>> BEGIN PASSAGE TO READ

Form 1 NATIONAL RAILROAD ADJUSTMENT BOARD
THIRD DIVISION
Award No. 30263
Docket No. MW-30168
94-3-91-3-609

The Third Division consisted of the regular members and in addition Referee Hugh G. Duffy when award was rendered.



PARTIES TO DISPUTE:


STATEMENT OF CLAIM: "Claim of the System Committee of the

Brotherhood that:


          (1) The Agreement was violated when the Carrier assigned an outside concern (W. M. Farms Contracting Company) to perform machine operating in connection with dirt work, excavating trenches on the right of way between Brinkley and West Memphis, Arkansas on the Memphis Subdivision beginning on September 10, 1990 (System File MW-90-78-CB/497-14-A SSW).


          (2) The Agreement was further violated when the Carrier entered into the above contracting transaction without giving the General Chairman at least fifteen (15) days' advance written notice of its plan to do so as required by Article 33.


          (3) As a consequence of the violations in either Part (1) and/or Part (2) above, Roadway Machine Operator J. G. Waters shall be allowed forty (40) hours' pay at his dragline operator's rate of pay and pay continuing in the amount of the total number of man-hours expended by the outside forces."


FINDINGS:

The Third Division of the Adjustment Board, upon the whole record and all the evidence, finds that:

The carrier or carriers and the employee or employees involved in this dispute are respectively carrier and employee within the meaning of the Railway Labor Act as approved June 21, 1934.
Form 1 Award No. 30263
Page 2 Docket No. MW-30168
94-3-91-3-609

This Division of the Adjustment Board has jurisdiction over the dispute involved herein.


Parties to said dispute waived right of appearance at hearing thereon.


The underlying facts in this case are not in dispute. Without first notifying the organization and conferring with the General Chairman, the Carrier engaged an outside contractor beginning on September 10, 1990, to dig french drains in roadbed on the Memphis Subdivision, during which time an employee of the contractor operated a HI-HO tractor in performing the work.

>> END PASSAGE TO READ

*TASKS TO COMPLETE*:
**1)** Echo the railroad adjustment board award between "The Third Division of" and "June 21, 1934.", inclusive.
**2)** In the railroad adjustment board award, who served as referee with the Third Division when the award was rendered?

>> BEGIN STORED RECORDS

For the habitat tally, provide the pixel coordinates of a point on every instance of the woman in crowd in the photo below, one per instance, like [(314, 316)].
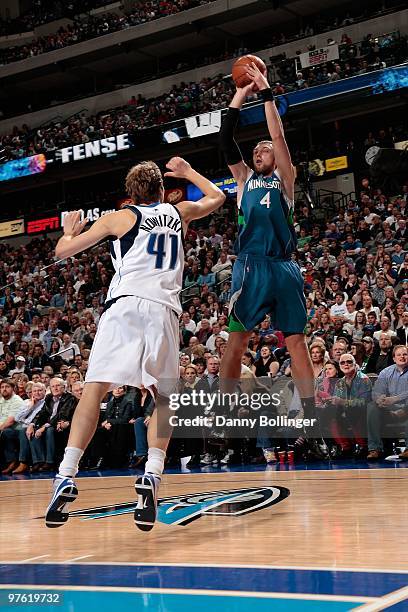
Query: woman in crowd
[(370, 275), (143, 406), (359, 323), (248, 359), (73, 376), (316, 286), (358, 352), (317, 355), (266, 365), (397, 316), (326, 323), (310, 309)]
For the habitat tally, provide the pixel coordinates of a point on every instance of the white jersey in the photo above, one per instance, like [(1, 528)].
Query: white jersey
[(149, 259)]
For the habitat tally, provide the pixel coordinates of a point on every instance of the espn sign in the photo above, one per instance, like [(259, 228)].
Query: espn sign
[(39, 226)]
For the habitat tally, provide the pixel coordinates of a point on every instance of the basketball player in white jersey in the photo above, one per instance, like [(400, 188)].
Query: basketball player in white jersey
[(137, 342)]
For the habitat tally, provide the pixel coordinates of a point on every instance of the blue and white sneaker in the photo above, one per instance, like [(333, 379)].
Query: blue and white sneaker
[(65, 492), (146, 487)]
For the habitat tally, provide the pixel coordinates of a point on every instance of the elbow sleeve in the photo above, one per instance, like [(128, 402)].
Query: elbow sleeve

>> END STORED RECORDS

*FULL ANSWERS*:
**1)**
The Third Division of the Adjustment Board, upon the whole record and all the evidence, finds that:

The carrier or carriers and the employee or employees involved in this dispute are respectively carrier and employee within the meaning of the Railway Labor Act as approved June 21, 1934.

**2)** Hugh G. Duffy